= Action item =
Restate the listing below word for word. No picture belongs in the result.

= Source information =
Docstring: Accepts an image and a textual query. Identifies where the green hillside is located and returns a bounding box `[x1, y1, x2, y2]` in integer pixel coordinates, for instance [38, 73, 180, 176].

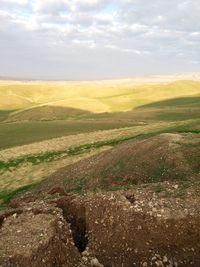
[0, 80, 199, 149]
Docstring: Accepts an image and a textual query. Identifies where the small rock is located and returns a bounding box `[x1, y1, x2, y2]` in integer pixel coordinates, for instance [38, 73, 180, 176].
[155, 260, 164, 267]
[82, 250, 90, 257]
[82, 257, 88, 263]
[91, 258, 104, 267]
[163, 256, 168, 263]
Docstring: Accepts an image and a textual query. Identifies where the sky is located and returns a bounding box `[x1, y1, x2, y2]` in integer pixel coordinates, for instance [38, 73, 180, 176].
[0, 0, 200, 80]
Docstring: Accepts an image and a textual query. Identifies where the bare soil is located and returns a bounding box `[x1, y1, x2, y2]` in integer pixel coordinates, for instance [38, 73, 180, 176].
[1, 181, 200, 267]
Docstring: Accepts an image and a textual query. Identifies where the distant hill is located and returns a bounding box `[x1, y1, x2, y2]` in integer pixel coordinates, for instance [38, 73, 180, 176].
[0, 80, 200, 122]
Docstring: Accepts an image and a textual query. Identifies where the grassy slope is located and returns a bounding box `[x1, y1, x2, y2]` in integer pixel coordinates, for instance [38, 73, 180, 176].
[0, 79, 200, 203]
[0, 120, 138, 149]
[0, 80, 200, 148]
[0, 80, 200, 113]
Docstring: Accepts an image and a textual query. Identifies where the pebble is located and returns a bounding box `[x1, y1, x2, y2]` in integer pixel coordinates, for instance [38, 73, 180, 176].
[163, 256, 168, 263]
[91, 258, 104, 267]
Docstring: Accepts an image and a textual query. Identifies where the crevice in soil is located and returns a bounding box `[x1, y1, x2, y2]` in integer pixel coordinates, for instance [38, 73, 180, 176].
[0, 214, 4, 228]
[124, 193, 135, 204]
[57, 197, 88, 253]
[0, 209, 23, 228]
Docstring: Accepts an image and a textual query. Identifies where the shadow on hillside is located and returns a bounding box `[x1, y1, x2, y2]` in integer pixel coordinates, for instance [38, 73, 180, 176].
[135, 96, 200, 109]
[2, 96, 200, 124]
[6, 106, 92, 122]
[129, 96, 200, 122]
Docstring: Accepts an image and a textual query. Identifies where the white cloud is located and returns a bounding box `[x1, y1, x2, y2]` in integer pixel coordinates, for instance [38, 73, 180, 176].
[74, 0, 108, 10]
[0, 0, 27, 5]
[0, 0, 200, 79]
[32, 0, 70, 14]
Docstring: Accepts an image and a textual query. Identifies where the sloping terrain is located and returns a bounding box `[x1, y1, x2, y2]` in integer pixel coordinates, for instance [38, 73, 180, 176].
[0, 120, 198, 196]
[5, 106, 91, 122]
[0, 80, 200, 150]
[1, 80, 200, 120]
[0, 79, 200, 266]
[2, 186, 200, 267]
[0, 132, 200, 266]
[42, 133, 200, 193]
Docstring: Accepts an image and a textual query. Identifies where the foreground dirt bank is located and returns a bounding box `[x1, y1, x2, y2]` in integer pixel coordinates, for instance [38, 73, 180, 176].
[1, 182, 200, 267]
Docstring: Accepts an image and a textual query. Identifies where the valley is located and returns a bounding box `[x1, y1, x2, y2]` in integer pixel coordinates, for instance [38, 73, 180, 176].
[0, 78, 200, 267]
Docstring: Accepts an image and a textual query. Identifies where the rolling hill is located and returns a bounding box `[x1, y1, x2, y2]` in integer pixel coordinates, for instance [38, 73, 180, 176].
[0, 80, 200, 121]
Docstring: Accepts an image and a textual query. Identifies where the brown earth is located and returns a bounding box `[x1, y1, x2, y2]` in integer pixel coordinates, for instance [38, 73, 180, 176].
[0, 133, 200, 267]
[0, 202, 82, 267]
[40, 133, 200, 192]
[1, 181, 200, 267]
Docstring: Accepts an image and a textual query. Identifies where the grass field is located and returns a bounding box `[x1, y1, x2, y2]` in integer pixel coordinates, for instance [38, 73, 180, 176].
[1, 80, 200, 114]
[0, 80, 200, 148]
[0, 120, 137, 149]
[0, 79, 199, 203]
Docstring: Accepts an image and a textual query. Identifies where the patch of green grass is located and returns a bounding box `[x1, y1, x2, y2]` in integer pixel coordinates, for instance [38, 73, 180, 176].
[64, 174, 137, 194]
[105, 182, 136, 192]
[0, 120, 136, 149]
[174, 142, 200, 148]
[151, 184, 165, 193]
[164, 187, 187, 199]
[146, 158, 189, 183]
[138, 96, 200, 109]
[64, 175, 90, 193]
[47, 208, 57, 215]
[0, 182, 39, 204]
[0, 110, 15, 122]
[1, 124, 199, 172]
[156, 110, 200, 122]
[0, 80, 200, 149]
[0, 134, 144, 171]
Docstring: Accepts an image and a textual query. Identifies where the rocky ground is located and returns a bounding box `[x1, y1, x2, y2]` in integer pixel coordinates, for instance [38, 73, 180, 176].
[0, 132, 200, 267]
[1, 180, 200, 267]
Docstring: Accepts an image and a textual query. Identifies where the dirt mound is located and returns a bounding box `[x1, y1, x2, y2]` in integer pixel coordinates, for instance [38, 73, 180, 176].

= Response below =
Docstring: Accepts an image and a textual query. Identifies where the green hillside is located and returns a bounding box `[x1, y1, x2, y2]` in integer pixel coordinates, for instance [38, 73, 180, 176].

[0, 80, 199, 149]
Docstring: Accepts an image and a textual query. Identifies where the small rock is located and returns a bounding box `[x1, y1, x2, y2]` in integer pixel coordinates, for instance [38, 73, 180, 176].
[155, 260, 164, 267]
[82, 250, 90, 257]
[82, 257, 88, 263]
[91, 258, 104, 267]
[163, 256, 168, 263]
Docstring: Accepts an image and a textual query. Identifies where the sky is located and returns a bounding box `[x1, y1, x2, y2]` in integer pixel coordinates, for instance [38, 73, 180, 176].
[0, 0, 200, 80]
Docstring: Accepts an image and a textual query. Identifies where the bare soil is located and returns a bounding box `[x1, y1, x2, y2]` in integer pixel coordinates, for instance [38, 73, 180, 176].
[1, 181, 200, 267]
Docstring: Accepts an image and a textual query. Identifies where the distant hill is located and returns a bounding box `[x1, y1, x2, y2]` in integer pixel coordinates, for instance [38, 73, 180, 176].
[0, 80, 200, 122]
Docstring: Accepts an image and a textual query. Identifies where the grassy slope is located and returns a bounding box `[x1, y1, x2, y2]` in integer pixel coordinates, for instance [38, 73, 180, 176].
[0, 79, 200, 203]
[0, 120, 138, 149]
[0, 80, 200, 148]
[0, 80, 200, 113]
Docstring: Accepts an image and a textual query. Identifies where the pebble is located and returns a bounding box `[x1, y1, x2, y2]` in integer pixel coordinates, for instance [38, 73, 180, 176].
[163, 256, 168, 263]
[91, 258, 104, 267]
Docstring: Accepts an image and a textual query. Identifies where the crevice in soil is located and returns a bounding box `[x1, y1, x2, y2]` in integer pixel coordinates, for instance [38, 73, 180, 176].
[0, 214, 4, 228]
[124, 193, 135, 204]
[57, 197, 88, 253]
[0, 209, 23, 228]
Docstring: Accepts an image and a textual query. Identifies where the shadow on hillside is located and returns a bounding box `[x1, y1, x2, y2]` in integer pixel coordinates, for instance [38, 73, 180, 176].
[135, 96, 200, 109]
[2, 96, 200, 124]
[6, 106, 92, 122]
[129, 96, 200, 122]
Docstring: Accepts an image and a textual query. Identifies where the white cloud is located and returns a bounding box `[x1, y1, x2, y2]` in integer pixel coordinates, for instance [38, 73, 180, 176].
[74, 0, 108, 10]
[0, 0, 27, 5]
[0, 0, 200, 79]
[32, 0, 70, 14]
Docstring: Accepts an image and a textual query. Identifies where the sloping terrain is located and returns a bounding box `[x1, y1, x2, y2]` in integer pixel coordinates, for instance [38, 73, 180, 176].
[0, 120, 198, 196]
[5, 106, 91, 122]
[0, 80, 200, 150]
[1, 80, 200, 120]
[0, 79, 200, 266]
[2, 186, 200, 267]
[0, 132, 200, 266]
[42, 133, 200, 193]
Docstring: Accepts an image and a textual query. Identifies where the foreground dirt bank is located and returns a bounding box `[x1, y1, x2, y2]` in integer pixel coordinates, for instance [38, 73, 180, 176].
[1, 182, 200, 267]
Docstring: Accepts an image and a textual query. Identifies where the valley is located and returns a bounding box `[x1, y1, x2, y2]` in integer pixel coordinates, for instance [38, 73, 180, 176].
[0, 78, 200, 267]
Docstring: Accepts an image and a textual query. Identifies where the rolling hill is located and returns a bounding box `[x1, y1, x2, y2]` in integer pixel coordinates, for instance [38, 73, 180, 176].
[0, 80, 200, 121]
Docstring: Accepts an image and a textual query. Identifies where the brown earth is located and returns a bounding box `[x1, y1, x2, y2]` in integer pixel coordinates, for instance [38, 73, 180, 176].
[0, 133, 200, 267]
[0, 202, 82, 267]
[40, 133, 200, 192]
[1, 181, 200, 267]
Docstring: Accepts an image and a textual query. Identifies where the grass field is located and returns a bounding box `[x1, y1, x2, y2]` in integer pixel coordinates, for instance [38, 73, 180, 176].
[1, 80, 200, 114]
[0, 80, 200, 148]
[0, 120, 137, 149]
[0, 79, 199, 203]
Docstring: Accepts an image and a textual query. Identifies where the patch of green grass is located and returns a bounding box `[x1, y1, x2, y2]` in integer pixel coordinates, for instance [38, 73, 180, 176].
[64, 174, 137, 194]
[105, 182, 136, 192]
[0, 120, 136, 149]
[174, 142, 200, 148]
[151, 184, 165, 193]
[164, 187, 187, 199]
[146, 158, 189, 183]
[138, 96, 200, 109]
[64, 175, 90, 193]
[47, 208, 57, 215]
[0, 182, 39, 204]
[0, 110, 15, 122]
[1, 124, 199, 172]
[156, 110, 200, 122]
[0, 80, 200, 149]
[0, 134, 144, 171]
Docstring: Accepts an image and a textual query. Identifies where the rocky ground is located and returns a bounding box `[x1, y1, x2, y2]` in integer pixel coordinates, for instance [38, 73, 180, 176].
[0, 132, 200, 267]
[1, 180, 200, 267]
Docstring: Accepts an image and a textual query. Identifies where the dirt mound is located and returns a bounding box `[x1, y1, x2, y2]` in integer pixel coordinates, for instance [38, 73, 180, 176].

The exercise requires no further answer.